Return every entry below without altering a word.

------ Source information ------

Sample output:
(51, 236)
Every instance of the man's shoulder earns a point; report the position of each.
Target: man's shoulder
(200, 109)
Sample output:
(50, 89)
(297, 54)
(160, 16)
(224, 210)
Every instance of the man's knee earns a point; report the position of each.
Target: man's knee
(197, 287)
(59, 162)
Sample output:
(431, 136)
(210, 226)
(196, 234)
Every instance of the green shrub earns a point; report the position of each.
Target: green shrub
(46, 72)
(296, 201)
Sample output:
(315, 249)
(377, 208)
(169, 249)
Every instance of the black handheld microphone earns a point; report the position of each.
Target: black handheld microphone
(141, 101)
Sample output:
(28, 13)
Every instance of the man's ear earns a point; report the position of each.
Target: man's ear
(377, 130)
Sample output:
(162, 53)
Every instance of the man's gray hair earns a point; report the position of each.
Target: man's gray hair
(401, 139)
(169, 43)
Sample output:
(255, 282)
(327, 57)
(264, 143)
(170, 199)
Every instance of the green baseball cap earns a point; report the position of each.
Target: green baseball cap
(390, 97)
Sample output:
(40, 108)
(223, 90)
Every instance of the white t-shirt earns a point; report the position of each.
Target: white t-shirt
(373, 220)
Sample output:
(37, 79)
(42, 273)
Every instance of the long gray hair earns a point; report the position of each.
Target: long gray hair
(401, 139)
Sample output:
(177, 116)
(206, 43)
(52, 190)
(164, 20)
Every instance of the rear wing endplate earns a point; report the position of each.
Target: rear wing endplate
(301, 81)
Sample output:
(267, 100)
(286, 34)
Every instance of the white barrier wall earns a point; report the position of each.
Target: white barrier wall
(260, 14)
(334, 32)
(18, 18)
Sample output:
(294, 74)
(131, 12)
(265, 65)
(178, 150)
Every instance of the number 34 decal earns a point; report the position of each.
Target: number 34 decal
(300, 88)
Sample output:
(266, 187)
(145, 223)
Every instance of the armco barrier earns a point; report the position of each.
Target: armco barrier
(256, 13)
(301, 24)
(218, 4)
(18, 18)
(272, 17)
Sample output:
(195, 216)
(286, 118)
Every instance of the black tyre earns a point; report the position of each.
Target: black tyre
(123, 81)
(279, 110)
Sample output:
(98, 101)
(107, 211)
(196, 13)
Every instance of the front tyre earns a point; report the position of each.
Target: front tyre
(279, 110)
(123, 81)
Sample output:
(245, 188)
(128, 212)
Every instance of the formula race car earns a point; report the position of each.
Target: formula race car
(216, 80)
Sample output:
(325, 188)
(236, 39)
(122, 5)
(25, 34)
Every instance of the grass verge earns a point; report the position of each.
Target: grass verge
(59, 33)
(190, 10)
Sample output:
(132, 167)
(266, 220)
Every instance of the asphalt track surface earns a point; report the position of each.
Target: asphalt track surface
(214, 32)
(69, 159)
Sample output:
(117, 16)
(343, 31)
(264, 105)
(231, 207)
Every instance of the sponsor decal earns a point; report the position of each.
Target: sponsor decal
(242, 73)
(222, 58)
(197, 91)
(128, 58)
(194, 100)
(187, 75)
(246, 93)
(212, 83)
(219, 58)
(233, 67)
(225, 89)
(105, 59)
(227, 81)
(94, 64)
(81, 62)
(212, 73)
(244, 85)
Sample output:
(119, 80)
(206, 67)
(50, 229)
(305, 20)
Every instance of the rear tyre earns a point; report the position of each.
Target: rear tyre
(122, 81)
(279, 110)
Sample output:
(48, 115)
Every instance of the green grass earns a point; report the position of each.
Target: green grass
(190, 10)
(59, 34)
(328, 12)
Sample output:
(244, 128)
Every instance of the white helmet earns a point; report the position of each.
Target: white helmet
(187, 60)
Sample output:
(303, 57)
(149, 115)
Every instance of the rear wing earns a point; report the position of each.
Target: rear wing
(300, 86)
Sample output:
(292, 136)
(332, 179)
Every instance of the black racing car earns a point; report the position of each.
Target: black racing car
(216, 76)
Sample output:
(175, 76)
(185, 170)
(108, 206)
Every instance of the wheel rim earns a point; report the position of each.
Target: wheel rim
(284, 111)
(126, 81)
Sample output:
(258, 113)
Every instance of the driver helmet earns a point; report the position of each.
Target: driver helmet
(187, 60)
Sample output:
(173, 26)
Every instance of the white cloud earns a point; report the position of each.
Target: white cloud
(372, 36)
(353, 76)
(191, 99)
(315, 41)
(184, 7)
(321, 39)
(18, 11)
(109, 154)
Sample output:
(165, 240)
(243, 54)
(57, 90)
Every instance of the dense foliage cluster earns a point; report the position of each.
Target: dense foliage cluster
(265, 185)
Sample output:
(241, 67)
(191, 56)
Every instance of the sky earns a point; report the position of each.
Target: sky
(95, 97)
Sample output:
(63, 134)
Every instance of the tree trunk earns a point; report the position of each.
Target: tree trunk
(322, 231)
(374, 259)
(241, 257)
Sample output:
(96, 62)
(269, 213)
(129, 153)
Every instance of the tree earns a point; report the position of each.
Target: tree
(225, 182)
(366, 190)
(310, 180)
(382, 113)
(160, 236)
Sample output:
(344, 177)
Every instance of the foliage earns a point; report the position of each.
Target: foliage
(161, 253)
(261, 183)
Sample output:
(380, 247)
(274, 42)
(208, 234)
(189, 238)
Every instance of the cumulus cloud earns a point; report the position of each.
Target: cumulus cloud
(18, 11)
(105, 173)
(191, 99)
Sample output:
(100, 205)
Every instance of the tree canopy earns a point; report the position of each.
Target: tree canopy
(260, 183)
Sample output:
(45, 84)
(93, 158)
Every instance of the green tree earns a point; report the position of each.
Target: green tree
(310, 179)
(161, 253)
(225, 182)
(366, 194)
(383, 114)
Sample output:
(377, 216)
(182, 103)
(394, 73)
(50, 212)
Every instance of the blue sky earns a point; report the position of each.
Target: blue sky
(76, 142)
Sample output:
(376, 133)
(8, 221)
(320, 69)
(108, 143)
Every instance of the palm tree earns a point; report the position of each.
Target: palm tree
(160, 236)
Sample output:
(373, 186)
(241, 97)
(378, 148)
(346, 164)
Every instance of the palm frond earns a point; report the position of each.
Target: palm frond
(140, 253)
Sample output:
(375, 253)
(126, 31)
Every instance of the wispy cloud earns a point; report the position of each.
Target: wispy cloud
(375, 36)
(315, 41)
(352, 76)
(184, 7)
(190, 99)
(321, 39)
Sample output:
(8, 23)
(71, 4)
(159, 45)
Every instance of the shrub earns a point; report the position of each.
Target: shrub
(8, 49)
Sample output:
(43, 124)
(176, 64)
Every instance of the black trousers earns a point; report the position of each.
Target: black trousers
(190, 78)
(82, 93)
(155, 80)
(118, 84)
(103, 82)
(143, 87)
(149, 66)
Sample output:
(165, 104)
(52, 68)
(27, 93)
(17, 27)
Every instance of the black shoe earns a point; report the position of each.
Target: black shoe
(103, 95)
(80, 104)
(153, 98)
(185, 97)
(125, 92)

------

Response below:
Sample output:
(51, 236)
Every instance of the man's shoulder earns a point; report the position of each.
Target: man's shoulder
(200, 109)
Sample output:
(50, 89)
(297, 54)
(160, 16)
(224, 210)
Every instance of the man's knee earns a point; report the position of each.
Target: man's knee
(197, 287)
(59, 162)
Sample output:
(431, 136)
(210, 226)
(196, 234)
Every instance of the green shrub earns a point; report the position of each.
Target: green shrub
(46, 72)
(296, 201)
Sample output:
(315, 249)
(377, 208)
(169, 249)
Every instance of the black handheld microphone earns a point; report the position of each.
Target: black handheld microphone
(141, 101)
Sample output:
(28, 13)
Every instance of the man's ear earns a point; report the position of each.
Target: man's ear
(377, 130)
Sample output:
(162, 53)
Every instance of the man's gray hair earns a point; report the position of each.
Target: man's gray hair
(401, 139)
(169, 43)
Sample output:
(255, 282)
(327, 57)
(264, 143)
(170, 199)
Every instance of the green baseball cap earns a point; report the position of each.
Target: green baseball cap
(390, 97)
Sample output:
(40, 108)
(223, 90)
Every instance of the white t-shirt earns a point; report the position of each.
Target: white t-shirt
(373, 220)
Sample output:
(37, 79)
(42, 273)
Every instance of the long gray hair earns a point; report the position of each.
Target: long gray hair
(401, 139)
Sample output:
(177, 116)
(206, 43)
(52, 190)
(164, 20)
Every instance of the rear wing endplate earns a point; report the position of each.
Target: rear wing endplate
(301, 81)
Sample output:
(267, 100)
(286, 34)
Every instance of the white barrier wall earns a point; report the position of each.
Target: white barrier wall
(260, 14)
(334, 32)
(18, 18)
Sample output:
(294, 74)
(131, 12)
(265, 65)
(178, 150)
Every instance of the number 34 decal earns a point; report the position of each.
Target: number 34 decal
(300, 88)
Sample output:
(266, 187)
(145, 223)
Every instance of the armco barrier earns a point; report the position of each.
Target: armco barrier
(256, 13)
(301, 24)
(218, 4)
(18, 18)
(272, 17)
Sample output:
(195, 216)
(286, 118)
Every instance of the black tyre earns a point; report the position of each.
Target: black tyre
(123, 81)
(279, 110)
Sample output:
(98, 101)
(107, 211)
(196, 13)
Every instance of the front tyre earns a point; report the position of each.
Target: front tyre
(279, 110)
(123, 81)
Sample output:
(245, 188)
(128, 212)
Every instance of the formula race car earns a point; report the position of each.
Target: formula race car
(216, 80)
Sample output:
(325, 188)
(236, 39)
(122, 5)
(25, 34)
Every instance of the grass verge earns a point; report the position of each.
Target: grass verge
(59, 33)
(190, 10)
Sample output:
(132, 167)
(266, 220)
Every instance of the asphalt track surface earns a point; report the position of each.
Target: asphalt track surface
(214, 32)
(69, 159)
Sample output:
(117, 16)
(343, 31)
(264, 105)
(231, 207)
Every instance of the sponsor decal earns a point; report the position of each.
Target: sponsor decal
(242, 73)
(222, 58)
(197, 91)
(128, 58)
(194, 100)
(187, 75)
(246, 93)
(212, 83)
(219, 58)
(233, 67)
(225, 89)
(105, 59)
(227, 81)
(94, 64)
(81, 62)
(212, 73)
(244, 85)
Sample output:
(119, 80)
(206, 67)
(50, 229)
(305, 20)
Every instance of the rear tyre earns a point; report the position of each.
Target: rear tyre
(122, 81)
(279, 110)
Sample output:
(48, 115)
Every instance of the green grass earns a point; report the position of each.
Target: green grass
(190, 10)
(59, 34)
(328, 12)
Sample output:
(244, 128)
Every instance of the white helmet earns a point; report the position of each.
Target: white helmet
(187, 60)
Sample output:
(303, 57)
(149, 115)
Every instance of the rear wing earns a point; report the position of each.
Target: rear wing
(300, 86)
Sample output:
(292, 136)
(332, 179)
Every instance of the black racing car earns a point; report the position of each.
Target: black racing car
(216, 76)
Sample output:
(175, 76)
(185, 170)
(108, 206)
Every instance of the wheel rim earns a point; report the position of each.
Target: wheel rim
(284, 111)
(126, 81)
Sample output:
(258, 113)
Every instance of the driver helmet earns a point; report the position of each.
Target: driver helmet
(187, 60)
Sample output:
(173, 26)
Every instance of the white cloud earns a point; report the position of each.
Target: white cloud
(372, 36)
(353, 76)
(191, 99)
(315, 41)
(184, 7)
(321, 39)
(18, 11)
(109, 154)
Sample output:
(165, 240)
(243, 54)
(57, 90)
Every instance of the dense foliage cluster earns a point; report the position of each.
Target: dense foliage cluster
(265, 185)
Sample output:
(241, 67)
(191, 56)
Every instance of the sky earns a point; report the position of each.
Target: sky
(95, 97)
Sample output:
(63, 134)
Every instance of the tree trunk earns a point; report the position of each.
Target: tree trunk
(322, 231)
(374, 259)
(241, 257)
Sample output:
(96, 62)
(269, 213)
(129, 153)
Every instance of the tree earns a point; report the position of each.
Target: tree
(225, 182)
(366, 190)
(310, 180)
(382, 113)
(160, 236)
Sample output:
(344, 177)
Every instance of the foliage earns a point; report the position of each.
Target: foliage
(161, 253)
(261, 183)
Sample output:
(380, 247)
(274, 42)
(208, 234)
(189, 238)
Every instance of the cumulus cloud earns a point; report the position of each.
Target: cumulus cloud
(18, 11)
(105, 173)
(191, 99)
Sample output:
(100, 205)
Every instance of the tree canopy earns a point; report the position of each.
Target: tree canopy
(260, 183)
Sample output:
(45, 84)
(93, 158)
Every instance of the green tree earns a point; report the position of each.
Target: green tree
(310, 179)
(161, 253)
(225, 182)
(366, 194)
(383, 114)
Sample output:
(377, 216)
(182, 103)
(394, 73)
(50, 212)
Every instance of the blue sky earns a point; report the position of each.
Target: blue sky
(76, 142)
Sample output:
(376, 133)
(8, 221)
(320, 69)
(108, 143)
Every instance of the palm tree earns a point; report the position of each.
Target: palm tree
(160, 236)
Sample output:
(373, 186)
(241, 97)
(378, 148)
(346, 164)
Every instance of the palm frond earns a point; report the position of each.
Target: palm frond
(140, 253)
Sample output:
(375, 253)
(126, 31)
Every instance of the wispy cloud earns a point; report the position of each.
Target: wispy cloud
(375, 36)
(315, 41)
(352, 76)
(184, 7)
(190, 99)
(321, 39)
Sample output:
(8, 23)
(71, 4)
(159, 45)
Every instance of the shrub earns a point; report the position of each.
Target: shrub
(8, 49)
Sample output:
(43, 124)
(176, 64)
Every instance of the black trousers earns a point; report the position of each.
Target: black trousers
(190, 78)
(82, 93)
(155, 80)
(118, 84)
(103, 82)
(143, 87)
(149, 66)
Sample output:
(165, 104)
(52, 68)
(27, 93)
(17, 27)
Every instance of the black shoe earns a point; report the position of each.
Target: black shoe
(103, 95)
(80, 104)
(153, 98)
(185, 97)
(125, 92)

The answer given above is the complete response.